BEGIN SOURCE DATA
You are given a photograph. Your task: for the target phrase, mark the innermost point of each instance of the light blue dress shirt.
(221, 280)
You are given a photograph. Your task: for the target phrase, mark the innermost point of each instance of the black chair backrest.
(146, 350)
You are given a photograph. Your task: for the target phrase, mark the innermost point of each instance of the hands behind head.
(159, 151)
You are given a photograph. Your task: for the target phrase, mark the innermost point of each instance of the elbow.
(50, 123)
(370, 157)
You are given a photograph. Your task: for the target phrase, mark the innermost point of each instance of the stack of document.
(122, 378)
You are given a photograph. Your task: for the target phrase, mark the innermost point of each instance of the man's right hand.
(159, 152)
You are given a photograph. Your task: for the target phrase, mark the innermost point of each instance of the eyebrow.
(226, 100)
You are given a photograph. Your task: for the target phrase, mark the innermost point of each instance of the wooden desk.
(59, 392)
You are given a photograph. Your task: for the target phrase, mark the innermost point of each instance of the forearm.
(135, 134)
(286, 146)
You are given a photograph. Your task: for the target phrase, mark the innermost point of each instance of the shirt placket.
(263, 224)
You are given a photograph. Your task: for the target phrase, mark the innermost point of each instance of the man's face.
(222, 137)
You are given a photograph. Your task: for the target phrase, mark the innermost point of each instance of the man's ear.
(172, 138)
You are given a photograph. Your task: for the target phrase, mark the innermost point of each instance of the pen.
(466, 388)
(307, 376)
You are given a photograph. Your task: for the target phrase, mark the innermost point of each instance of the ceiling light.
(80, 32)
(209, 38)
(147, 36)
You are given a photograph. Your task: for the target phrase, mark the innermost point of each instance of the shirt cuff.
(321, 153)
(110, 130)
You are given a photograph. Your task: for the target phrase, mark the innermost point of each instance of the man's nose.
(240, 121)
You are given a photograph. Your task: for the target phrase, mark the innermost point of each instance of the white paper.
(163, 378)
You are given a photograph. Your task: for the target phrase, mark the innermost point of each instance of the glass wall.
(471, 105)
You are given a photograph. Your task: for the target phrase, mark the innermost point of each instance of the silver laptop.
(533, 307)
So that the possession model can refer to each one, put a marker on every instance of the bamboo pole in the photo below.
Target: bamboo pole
END SOURCE DATA
> ACTION ITEM
An exact copy of every record is needed; write it out in full.

> WRITTEN RESPONSE
You are given a photograph. Your task: for the target phrase, mark the innermost point of each instance of the light blue dress shirt.
(221, 280)
You are given a photograph. Your task: for the target phrase, mark the innermost point of each instance of the black chair backrest.
(146, 350)
You are given a photograph. Your task: for the target phrase, mark the innermost point of each instance of the hands behind head.
(159, 151)
You are given a photograph. Your task: for the target phrase, mark the innermost point of each instance of the elbow.
(50, 123)
(370, 157)
You are given a photograph. Your task: for the target phrase, mark the innermost point of each instance of the stack of document.
(122, 378)
You are given a photograph. Your task: for the target phrase, mark the innermost point of each instance of the man's right hand.
(159, 152)
You are given a photograph. Your task: for the target phrase, mark the innermost point of each instance of the eyebrow.
(226, 100)
You are given a photograph. Your task: for the target phrase, mark the innermost point of each instance of the wooden desk.
(59, 392)
You are given a photograph. Your task: for the target phrase, mark the innermost point of each instance of the forearm.
(135, 134)
(286, 146)
You are given a photograph. Your task: for the target phrase, mark the innermost point of each instance of the shirt placket.
(263, 224)
You are given a photograph. Your task: for the target phrase, mark the innermost point of each instance of the man's face.
(222, 137)
You are given a photograph. Your task: for the target phrase, mark the innermost point of each instance of the man's ear.
(172, 138)
You are given a photograph. Your task: for the target phrase, mark the innermost point of each instance of the pen.
(466, 388)
(307, 376)
You are given a photograph. Your task: for the target phrase, mark the innermost point of each instance of the ceiling light.
(80, 32)
(209, 38)
(147, 36)
You are given a photograph. Your task: for the target phrase, mark the innermost point of each instance of the shirt cuff.
(321, 153)
(110, 130)
You are given a photograph. Your task: for the target phrase, mark the innermost point of each instance of the man's nose.
(240, 121)
You are given a photograph. Your task: for the target phrase, mark the innermost point of each instance of the white paper.
(163, 378)
You are given a photograph. Your task: for the target phrase, mark the innermost point of each instance of the glass wall.
(471, 105)
You are given a photograph. Your task: for the target phrase, mark the innermost point of each instance of the silver laptop.
(533, 307)
So that the possession model can refer to each one, put a marker on every instance of the bamboo pole in the photo below.
Target: bamboo pole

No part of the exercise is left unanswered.